**** Information supplied ****
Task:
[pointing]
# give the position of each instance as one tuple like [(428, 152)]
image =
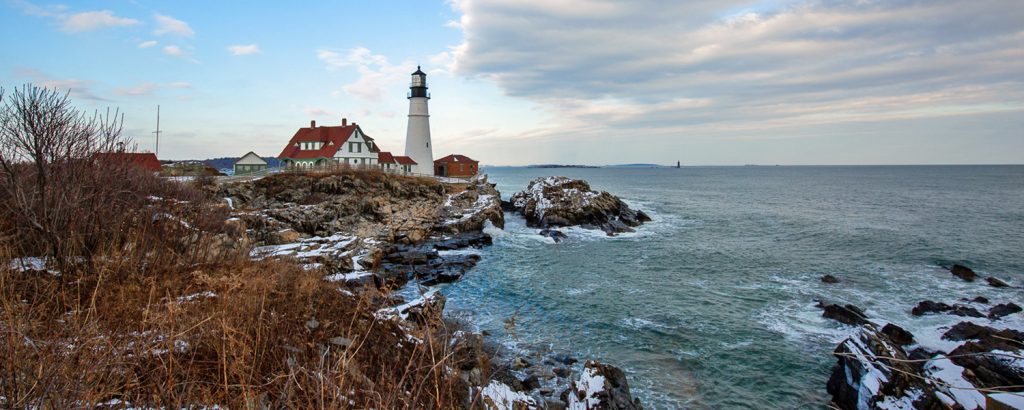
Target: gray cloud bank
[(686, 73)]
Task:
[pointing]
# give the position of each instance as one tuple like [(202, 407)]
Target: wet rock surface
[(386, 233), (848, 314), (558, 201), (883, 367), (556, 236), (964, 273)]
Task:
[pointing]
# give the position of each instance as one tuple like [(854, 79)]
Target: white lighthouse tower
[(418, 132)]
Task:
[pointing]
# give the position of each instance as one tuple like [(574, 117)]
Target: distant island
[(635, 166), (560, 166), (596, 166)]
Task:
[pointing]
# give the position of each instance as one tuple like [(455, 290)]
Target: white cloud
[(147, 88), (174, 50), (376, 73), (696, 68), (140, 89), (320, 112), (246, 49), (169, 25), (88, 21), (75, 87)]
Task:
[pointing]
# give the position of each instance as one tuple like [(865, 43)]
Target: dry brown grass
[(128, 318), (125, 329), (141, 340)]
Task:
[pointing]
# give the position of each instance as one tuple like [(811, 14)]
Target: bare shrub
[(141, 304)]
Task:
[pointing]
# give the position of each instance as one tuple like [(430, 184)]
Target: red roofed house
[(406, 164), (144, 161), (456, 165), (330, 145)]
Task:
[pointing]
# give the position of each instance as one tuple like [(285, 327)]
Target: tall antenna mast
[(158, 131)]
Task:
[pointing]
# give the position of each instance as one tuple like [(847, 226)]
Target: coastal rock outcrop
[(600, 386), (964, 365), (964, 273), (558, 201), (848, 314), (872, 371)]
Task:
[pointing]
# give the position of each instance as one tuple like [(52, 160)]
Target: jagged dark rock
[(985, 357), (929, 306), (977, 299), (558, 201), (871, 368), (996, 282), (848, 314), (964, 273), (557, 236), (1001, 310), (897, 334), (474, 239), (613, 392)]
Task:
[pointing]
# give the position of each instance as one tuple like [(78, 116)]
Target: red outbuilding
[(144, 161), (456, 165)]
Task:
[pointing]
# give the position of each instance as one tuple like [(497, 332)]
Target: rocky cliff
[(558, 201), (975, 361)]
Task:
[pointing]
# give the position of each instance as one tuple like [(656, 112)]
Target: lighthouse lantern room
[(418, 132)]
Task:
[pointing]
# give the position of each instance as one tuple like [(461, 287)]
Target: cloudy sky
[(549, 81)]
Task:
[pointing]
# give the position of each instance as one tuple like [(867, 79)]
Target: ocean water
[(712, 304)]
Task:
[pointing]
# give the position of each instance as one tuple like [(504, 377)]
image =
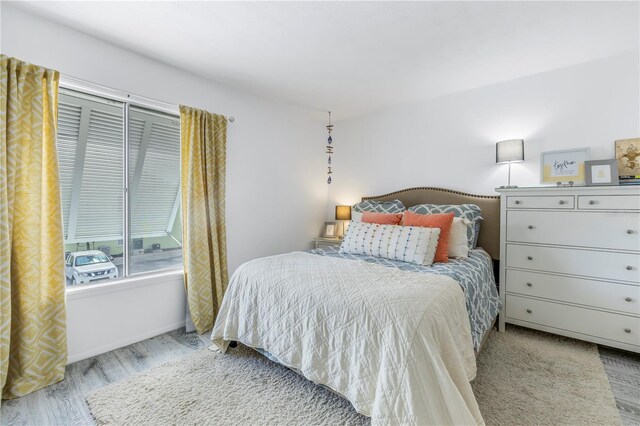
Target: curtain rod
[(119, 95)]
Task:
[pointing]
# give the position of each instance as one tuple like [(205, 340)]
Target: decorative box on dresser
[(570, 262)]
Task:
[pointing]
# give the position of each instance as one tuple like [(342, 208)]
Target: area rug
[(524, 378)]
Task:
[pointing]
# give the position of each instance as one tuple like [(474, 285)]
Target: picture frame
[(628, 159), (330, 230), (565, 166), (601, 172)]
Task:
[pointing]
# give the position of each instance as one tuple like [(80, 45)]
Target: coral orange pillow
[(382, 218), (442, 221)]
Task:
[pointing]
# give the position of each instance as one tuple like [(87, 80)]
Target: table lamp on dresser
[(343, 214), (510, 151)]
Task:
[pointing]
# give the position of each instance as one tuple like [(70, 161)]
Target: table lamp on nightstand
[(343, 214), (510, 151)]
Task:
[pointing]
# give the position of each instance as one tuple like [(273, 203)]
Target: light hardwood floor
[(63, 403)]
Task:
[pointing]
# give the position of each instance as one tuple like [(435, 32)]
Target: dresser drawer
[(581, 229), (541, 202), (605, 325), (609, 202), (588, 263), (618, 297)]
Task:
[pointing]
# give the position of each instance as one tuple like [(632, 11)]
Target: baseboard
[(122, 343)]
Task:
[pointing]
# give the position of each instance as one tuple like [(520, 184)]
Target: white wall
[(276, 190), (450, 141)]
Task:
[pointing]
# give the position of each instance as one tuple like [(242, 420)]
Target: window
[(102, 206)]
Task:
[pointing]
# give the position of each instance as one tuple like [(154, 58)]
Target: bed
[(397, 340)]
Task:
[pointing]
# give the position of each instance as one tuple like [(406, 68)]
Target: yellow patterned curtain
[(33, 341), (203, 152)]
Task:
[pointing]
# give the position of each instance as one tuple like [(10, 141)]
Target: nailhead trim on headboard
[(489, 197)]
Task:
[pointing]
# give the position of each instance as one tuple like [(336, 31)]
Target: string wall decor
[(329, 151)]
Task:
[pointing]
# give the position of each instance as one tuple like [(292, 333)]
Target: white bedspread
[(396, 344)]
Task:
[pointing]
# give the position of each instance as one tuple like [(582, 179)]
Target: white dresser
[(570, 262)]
****
§ Challenge
Rewrite all of the data above with "Target" renamed to "Object" everywhere it appears, leaving everything else unchanged. Omit the pictures from your answer.

§ Finished exercise
Task:
[pointing]
# give the position of each instance as one tuple like [(428, 152)]
image =
Object: gray cloud bank
[(686, 73)]
Task:
[pointing]
# give the position of each instance as one tuple like [(202, 407)]
Object: wet rock surface
[(386, 233), (848, 314), (558, 201), (883, 367), (556, 236), (964, 273)]
Task:
[pointing]
# give the position of each instance as one tuple like [(854, 79)]
Object: white lighthouse tower
[(418, 132)]
Task:
[pointing]
# give the position of each instance as one tuple like [(574, 117)]
Object: distant island
[(635, 166), (560, 166), (596, 166)]
Task:
[pointing]
# give the position of each instance as one tuple like [(455, 290)]
Object: white cloud
[(147, 88), (174, 50), (376, 73), (696, 68), (140, 89), (320, 112), (246, 49), (169, 25), (88, 21), (75, 87)]
Task:
[pointing]
# give the position of each instance as one tuple like [(865, 43)]
Object: dry brown grass
[(128, 318), (125, 329), (141, 340)]
Task:
[pointing]
# give the position of each instance as one tuple like [(811, 14)]
Object: bare shrub
[(141, 304)]
Task:
[pointing]
# give the position of each instance as one tuple like [(430, 184)]
Object: red roofed house
[(406, 164), (144, 161), (456, 165), (330, 145)]
Task:
[pointing]
# give the position of each instance as one tuple like [(285, 327)]
Object: tall antenna mast
[(158, 131)]
Task:
[pointing]
# give the position of each instance as one tuple like [(847, 226)]
Object: coastal rock outcrop
[(600, 386), (964, 365), (964, 273), (558, 201), (848, 314), (872, 371)]
Task:
[pointing]
# give the position of each instance as one tuple like [(52, 160)]
Object: jagged dark rock
[(985, 357), (929, 306), (977, 299), (558, 201), (871, 368), (996, 282), (848, 314), (964, 273), (557, 236), (1001, 310), (897, 334), (474, 239), (613, 392)]
Task:
[pointing]
# give the position of each instance as one tuple like [(78, 116)]
Object: red outbuilding
[(144, 161), (456, 165)]
Task:
[pointing]
# give the position of each instance as one tuple like [(497, 332)]
Object: rocky cliff
[(558, 201), (975, 361)]
Task:
[pointing]
# give the position of each instance as one tuple like [(656, 112)]
Object: lighthouse lantern room
[(418, 132)]
Task:
[pointing]
# give the position of each instance as one tuple like [(461, 287)]
Object: cloudy sky
[(549, 81)]
Task:
[pointing]
# give the position of each instance as one tuple like [(867, 79)]
Object: ocean water
[(712, 304)]
Task:
[pointing]
# give the position of each instance as one tuple like [(504, 377)]
image =
Object: curtain rod
[(119, 95)]
Task:
[pointing]
# give the position of each instance as one tuple like [(205, 340)]
Object: decorative box on dresser
[(570, 262)]
Task:
[pointing]
# give the position of each instance as one tuple like [(342, 208)]
Object: area rug
[(524, 378)]
Task:
[pointing]
# give the position of each instance as one tuple like [(474, 285)]
Object: picture frame
[(628, 159), (330, 230), (565, 166), (601, 172)]
Task:
[pointing]
# give the position of each instance as one tuple like [(80, 45)]
Object: coral orange pillow
[(382, 218), (442, 221)]
Task:
[pointing]
# give the position of each instance as one tuple like [(87, 80)]
Object: table lamp on dresser
[(343, 214), (510, 151)]
Task:
[pointing]
# give the position of each instance as one tuple like [(70, 161)]
Object: table lamp on nightstand
[(343, 214), (510, 151)]
Task:
[pointing]
# give the position of each instance as one tuple like [(273, 203)]
Object: light hardwood floor
[(63, 403)]
Task:
[pointing]
# give the position of each instance as one tuple like [(435, 32)]
Object: dresser drawer
[(581, 229), (541, 202), (605, 325), (609, 202), (588, 263), (618, 297)]
Task:
[pointing]
# give the position of each instance as one tuple like [(632, 11)]
Object: baseboard
[(122, 343)]
Task:
[pointing]
# give the position of each instance as one tuple like [(520, 184)]
Object: white wall
[(276, 190), (450, 141)]
Task:
[pointing]
# give the position of each instance as one tuple like [(242, 420)]
Object: window
[(102, 206)]
Task:
[pointing]
# give the position of each instance as one tuple like [(154, 58)]
Object: bed
[(397, 340)]
Task:
[pointing]
# give the position of each instance as one tuple like [(406, 68)]
Object: yellow patterned curtain
[(33, 341), (203, 152)]
Task:
[pointing]
# give the position of each instance as one tuple like [(10, 141)]
Object: nailhead trim on headboard
[(489, 197)]
Task:
[pointing]
# give the position of each instance as one tuple like [(336, 31)]
Object: string wall decor
[(329, 151)]
Task:
[pointing]
# give the position of each instance as one tuple like [(292, 333)]
Object: white bedspread
[(396, 344)]
Task:
[pointing]
# give the position of each instance as one tuple like [(582, 179)]
Object: white dresser
[(570, 262)]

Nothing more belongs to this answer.